| What you need to do |
[1] In the desert camping post, who built the stone cabin near Rock Springs?
[2] Pick out every line in the listing that contains the word "curtain" and copy each of them.

| Source text |
#####

This is Thursday February 5ths post………. 2015
Desert night’s are cold but we are toasty in our rig. With curtains pulled back we watch through our big windshield for morning’s early sunrise. With what seems a steadily worsening internet connection & time not spend on our laptops we are out for our walks earlier. Of course earlier does mean colder.
KNOWN AS ‘SPANISH SABERS’ THESE MOJAVE YUCCA SPIKES ARE HARD, NEEDLE POINTED, & DEADLY.;;THEY COULD BE EFFECTIVELY USED AS EITHER AN OFFENCE OR DEFENSE WEAPON
It was 7:45 when we piled into the Jeep & headed north on Black Canyon Road with our eventual destination being Rock Springs just beyond a stone cabin built back in the late 1920’s by a returning World War 1 veteran.
Paved road from I-40 to ‘Hole In The Wall’ campground is paved but north from there it’s sand & gravel. Road was good for about 5 miles until it narrowed at a couple large water tanks & became very washboardy in spots all the way to a turn off to ‘Mid Campground.’ Road is doable with an RV but it will probably scramble your fine China.
EVIDENCE OF HUGE FIRE HAVING SWEPT THROUGH THIS AREA WAS EVERYWHERE
Wanted to have us a look at Mid Campground so turned left & drove 2 miles in. This whole area has had a massive fire go through here awhile back & hillsides are covered in burnt Pinyon Juniper trees for miles & miles. The fire swept through Mid Campground but not all of it. There are still some nice spots left in what was once a beautiful heavily forested place. I would say maybe a third of the camp is still picturesque. I took a liking to Mid Campground & for anyone wanting a remote location get away this is a nice place. We checked for an internet connection but couldn’t find one. I wouldn’t recommend this campground for large rigs over 25’ though. Sites vary in size & I’d say small Class C’s & truck campers would be Okay. I’m sure this is a haven for many tenters. Road leading into Mid Campground from Rock Canyon road is reasonably good if you take your time.

#####

| Given data |
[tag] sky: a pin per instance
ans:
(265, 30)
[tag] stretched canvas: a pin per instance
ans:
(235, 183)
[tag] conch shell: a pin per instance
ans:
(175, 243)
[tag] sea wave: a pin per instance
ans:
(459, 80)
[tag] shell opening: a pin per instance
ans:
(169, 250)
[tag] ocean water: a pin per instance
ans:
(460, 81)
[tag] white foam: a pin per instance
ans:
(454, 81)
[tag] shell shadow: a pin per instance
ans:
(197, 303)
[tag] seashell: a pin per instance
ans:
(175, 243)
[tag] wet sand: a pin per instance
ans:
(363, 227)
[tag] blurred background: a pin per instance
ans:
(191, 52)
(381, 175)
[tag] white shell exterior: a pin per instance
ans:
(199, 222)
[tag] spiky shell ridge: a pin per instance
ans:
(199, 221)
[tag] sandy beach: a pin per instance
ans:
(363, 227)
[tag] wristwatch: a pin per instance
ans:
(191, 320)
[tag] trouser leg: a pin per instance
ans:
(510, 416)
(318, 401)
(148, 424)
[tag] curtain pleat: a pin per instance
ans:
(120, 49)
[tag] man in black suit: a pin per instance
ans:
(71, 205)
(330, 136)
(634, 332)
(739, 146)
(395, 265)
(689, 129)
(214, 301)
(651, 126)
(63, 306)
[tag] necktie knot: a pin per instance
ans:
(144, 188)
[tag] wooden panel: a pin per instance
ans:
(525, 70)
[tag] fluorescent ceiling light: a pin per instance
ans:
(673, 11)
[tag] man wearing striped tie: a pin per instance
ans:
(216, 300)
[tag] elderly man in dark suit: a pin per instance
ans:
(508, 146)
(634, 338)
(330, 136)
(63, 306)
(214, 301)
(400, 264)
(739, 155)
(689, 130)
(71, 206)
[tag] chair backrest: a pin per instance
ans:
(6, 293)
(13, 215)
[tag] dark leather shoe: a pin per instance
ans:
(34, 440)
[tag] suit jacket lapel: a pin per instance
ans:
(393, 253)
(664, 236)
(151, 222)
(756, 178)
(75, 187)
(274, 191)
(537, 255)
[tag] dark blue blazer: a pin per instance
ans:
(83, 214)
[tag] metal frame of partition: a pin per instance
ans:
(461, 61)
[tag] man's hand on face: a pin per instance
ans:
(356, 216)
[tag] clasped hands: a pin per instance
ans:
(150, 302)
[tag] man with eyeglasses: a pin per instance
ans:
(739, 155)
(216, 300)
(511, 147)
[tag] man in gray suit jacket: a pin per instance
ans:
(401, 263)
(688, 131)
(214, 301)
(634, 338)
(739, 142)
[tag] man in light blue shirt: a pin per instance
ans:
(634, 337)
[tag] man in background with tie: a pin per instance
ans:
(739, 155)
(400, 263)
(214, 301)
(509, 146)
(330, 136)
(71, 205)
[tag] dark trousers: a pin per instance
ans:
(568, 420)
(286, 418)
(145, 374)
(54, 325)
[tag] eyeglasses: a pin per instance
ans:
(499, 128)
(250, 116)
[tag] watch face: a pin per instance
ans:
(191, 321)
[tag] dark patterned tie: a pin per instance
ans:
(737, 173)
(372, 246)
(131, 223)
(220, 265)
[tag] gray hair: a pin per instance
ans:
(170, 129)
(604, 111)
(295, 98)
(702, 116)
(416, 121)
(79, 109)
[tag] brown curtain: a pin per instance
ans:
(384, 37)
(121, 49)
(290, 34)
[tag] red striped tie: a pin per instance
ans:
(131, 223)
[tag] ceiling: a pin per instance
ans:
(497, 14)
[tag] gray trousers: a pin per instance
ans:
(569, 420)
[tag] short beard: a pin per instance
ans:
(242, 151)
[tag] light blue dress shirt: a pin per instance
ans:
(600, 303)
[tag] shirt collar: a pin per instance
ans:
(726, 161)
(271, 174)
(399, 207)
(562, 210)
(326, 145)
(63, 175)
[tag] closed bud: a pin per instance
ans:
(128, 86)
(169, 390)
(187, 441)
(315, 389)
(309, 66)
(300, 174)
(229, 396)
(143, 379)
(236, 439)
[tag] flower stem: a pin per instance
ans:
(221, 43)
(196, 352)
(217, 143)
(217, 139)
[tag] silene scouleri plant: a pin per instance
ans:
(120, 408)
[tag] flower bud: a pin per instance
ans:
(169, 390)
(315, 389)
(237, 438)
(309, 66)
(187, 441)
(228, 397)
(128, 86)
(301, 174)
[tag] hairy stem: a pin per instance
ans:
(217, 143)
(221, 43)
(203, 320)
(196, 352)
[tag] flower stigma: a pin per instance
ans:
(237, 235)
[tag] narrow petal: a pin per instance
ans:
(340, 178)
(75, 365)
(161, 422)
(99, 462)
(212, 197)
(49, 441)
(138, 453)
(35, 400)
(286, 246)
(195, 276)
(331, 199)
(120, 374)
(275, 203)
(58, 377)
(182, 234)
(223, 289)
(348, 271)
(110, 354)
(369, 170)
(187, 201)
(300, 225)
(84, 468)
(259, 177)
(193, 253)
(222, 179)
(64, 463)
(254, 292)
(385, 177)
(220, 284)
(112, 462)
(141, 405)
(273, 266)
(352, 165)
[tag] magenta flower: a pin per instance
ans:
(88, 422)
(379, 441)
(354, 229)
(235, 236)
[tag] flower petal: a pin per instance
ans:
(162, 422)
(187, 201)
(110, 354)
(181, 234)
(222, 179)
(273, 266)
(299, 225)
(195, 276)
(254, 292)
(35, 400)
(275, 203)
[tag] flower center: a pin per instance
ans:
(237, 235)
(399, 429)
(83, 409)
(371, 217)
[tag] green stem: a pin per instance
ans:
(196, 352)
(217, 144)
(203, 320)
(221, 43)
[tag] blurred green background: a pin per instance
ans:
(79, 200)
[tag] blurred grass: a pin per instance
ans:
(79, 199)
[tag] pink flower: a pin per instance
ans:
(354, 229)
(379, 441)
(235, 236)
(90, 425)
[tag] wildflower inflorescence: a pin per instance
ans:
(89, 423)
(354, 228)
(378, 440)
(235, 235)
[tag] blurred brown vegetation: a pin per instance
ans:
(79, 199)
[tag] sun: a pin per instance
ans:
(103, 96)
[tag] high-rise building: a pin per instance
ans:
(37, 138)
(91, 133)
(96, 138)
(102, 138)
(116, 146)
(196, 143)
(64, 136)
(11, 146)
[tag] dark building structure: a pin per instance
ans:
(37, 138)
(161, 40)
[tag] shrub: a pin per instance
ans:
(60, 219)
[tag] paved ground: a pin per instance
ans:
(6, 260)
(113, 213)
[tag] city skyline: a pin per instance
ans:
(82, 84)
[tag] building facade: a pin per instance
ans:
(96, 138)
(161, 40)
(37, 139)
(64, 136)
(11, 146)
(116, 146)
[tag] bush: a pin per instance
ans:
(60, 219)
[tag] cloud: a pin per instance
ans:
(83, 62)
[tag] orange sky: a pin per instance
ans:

#####

| Solved tasks |
[1] A returning World War 1 veteran, in the late 1920's.

[2]
[tag] curtain pleat: a pin per instance
[tag] brown curtain: a pin per instance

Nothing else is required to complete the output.